■ Provided data ■
---

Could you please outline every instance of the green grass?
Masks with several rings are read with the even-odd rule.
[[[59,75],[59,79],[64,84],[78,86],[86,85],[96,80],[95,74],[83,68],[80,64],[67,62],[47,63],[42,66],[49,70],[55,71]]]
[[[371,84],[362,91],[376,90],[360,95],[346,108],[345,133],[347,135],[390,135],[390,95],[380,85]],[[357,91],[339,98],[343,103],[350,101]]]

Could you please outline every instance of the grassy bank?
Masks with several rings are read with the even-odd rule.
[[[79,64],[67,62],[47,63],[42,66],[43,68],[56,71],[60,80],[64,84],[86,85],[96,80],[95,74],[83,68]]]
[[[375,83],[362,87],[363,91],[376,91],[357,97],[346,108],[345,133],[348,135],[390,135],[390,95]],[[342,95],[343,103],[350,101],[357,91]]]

---

■ Work to be completed ■
All of the material must be reproduced exactly.

■ The response ■
Could you please outline every instance of the green grass?
Masks with several rings are read with the even-odd rule.
[[[59,75],[59,79],[64,84],[78,86],[86,85],[96,80],[95,74],[83,68],[80,64],[67,62],[47,63],[42,66],[49,70],[55,71]]]
[[[371,84],[362,91],[376,90],[360,95],[346,108],[345,133],[347,135],[390,135],[390,95],[380,85]],[[357,91],[339,98],[343,103],[350,101]]]

Could you please outline every instance of the grassy bank?
Masks with several rings are read with the even-odd rule.
[[[79,64],[67,62],[47,63],[42,66],[43,68],[56,71],[60,80],[64,84],[86,85],[96,80],[95,74],[83,68]]]
[[[375,83],[362,87],[363,91],[376,91],[357,97],[346,108],[345,133],[348,135],[390,135],[390,95]],[[342,95],[343,103],[350,101],[357,91]]]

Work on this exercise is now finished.